§ DIRECTIONS FOR THIS TASK
Answer these from the forum thread on reading source code for large programs:
(a) Which two programs does the original poster give as examples of a largish program they never managed to understand at the source level?
(b) How long does the poster say the task could take?
(c) Which program's source is the poster currently interested in reading?

§ SOURCE EXCERPT
:::
How do you read source for big programs?

K

kj

I consider myself quite proficient in C and a few other programming
languages, but I have never succeeded in understanding a largish
program (such as zsh or ncurses) at the source level. Basically,
I quickly become disoriented, losing sight of the forest for the
trees.

What's your approach for understanding a large program at the source
level? By "understanding a program" I mean more than just figuring
out where to zero in to make a small change (e.g. change the value
of a global variable), but rather to digest as much of the source
as necessary to know the program's structure in detail, know where
in the source to go for any customization you'd want to make, know
what you'd need to do to port the program to a different OS from
the one it was written for, know what you'd need to do to abstract
some of the program's functionality into a smaller subprogram that
you could embed in a program of your own, etc. Bottom line: the
goal is to know the program's source inside out.

I realize that this is a task that could take days, if not weeks.
I'm willing to put in the effort, but I'm really at a loss as to
how to proceed. (My current interest is reading the source for
zsh, but some day I'd like to read the source codes for Perl, Emacs,
Firefox, Apache, you name it.)

Thanks!

kj
 
E

Eric Sosman

kj said:
I consider myself quite proficient in C and a few other programming
languages, but I have never succeeded in understanding a largish
program (such as zsh or ncurses) at the source level. Basically,
I quickly become disoriented, losing sight of the forest for the
trees.

What's your approach for understanding a large program at the source
level? By "understanding a program" I mean more than just figuring
out where to zero in to make a small change (e.g. change the value
of a global variable), but rather to digest as much of the source
as necessary to know the program's structure in detail, know where
in the source to go for any customization you'd want to make, know
what you'd need to do to port the program to a different OS from
the one it was written for, know what you'd need to do to abstract
some of the program's functionality into a smaller subprogram that
you could embed in a program of your own, etc. Bottom line: the
goal is to know the program's source inside out.

I realize that this is a task that could take days, if not weeks.
I'm willing to put in the effort, but I'm really at a loss as to
how to proceed. (My current interest is reading the source for
zsh, but some day I'd like to read the source codes for Perl, Emacs,
Firefox, Apache, you name it.)
:::
§ DATA PROVIDED
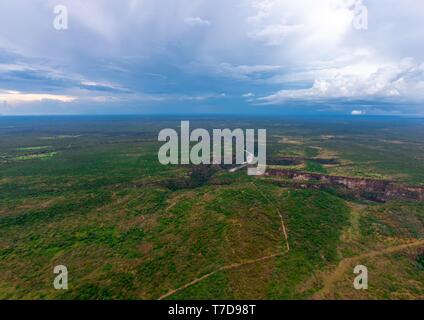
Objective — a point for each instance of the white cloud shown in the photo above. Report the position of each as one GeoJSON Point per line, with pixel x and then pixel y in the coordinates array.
{"type": "Point", "coordinates": [15, 97]}
{"type": "Point", "coordinates": [197, 21]}
{"type": "Point", "coordinates": [402, 81]}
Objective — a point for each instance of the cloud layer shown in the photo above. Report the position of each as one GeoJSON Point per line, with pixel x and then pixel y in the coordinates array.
{"type": "Point", "coordinates": [212, 56]}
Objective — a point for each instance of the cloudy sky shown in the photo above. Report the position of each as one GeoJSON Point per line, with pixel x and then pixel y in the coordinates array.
{"type": "Point", "coordinates": [212, 56]}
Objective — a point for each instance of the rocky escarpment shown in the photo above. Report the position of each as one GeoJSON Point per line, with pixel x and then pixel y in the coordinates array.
{"type": "Point", "coordinates": [371, 189]}
{"type": "Point", "coordinates": [292, 161]}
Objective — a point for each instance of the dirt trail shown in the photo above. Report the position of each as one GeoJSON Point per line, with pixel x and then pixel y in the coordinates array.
{"type": "Point", "coordinates": [344, 264]}
{"type": "Point", "coordinates": [236, 265]}
{"type": "Point", "coordinates": [227, 267]}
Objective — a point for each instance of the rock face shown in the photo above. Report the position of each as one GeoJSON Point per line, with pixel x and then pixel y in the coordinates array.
{"type": "Point", "coordinates": [377, 190]}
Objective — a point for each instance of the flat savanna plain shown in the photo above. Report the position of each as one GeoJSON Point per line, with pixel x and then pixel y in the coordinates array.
{"type": "Point", "coordinates": [90, 194]}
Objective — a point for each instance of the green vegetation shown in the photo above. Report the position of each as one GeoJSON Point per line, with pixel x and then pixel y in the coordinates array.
{"type": "Point", "coordinates": [127, 227]}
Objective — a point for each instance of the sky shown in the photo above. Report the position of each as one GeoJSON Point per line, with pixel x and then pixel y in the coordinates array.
{"type": "Point", "coordinates": [351, 57]}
:::
§ FINISHED TASK
(a) zsh and ncurses
(b) Days, if not weeks
(c) zsh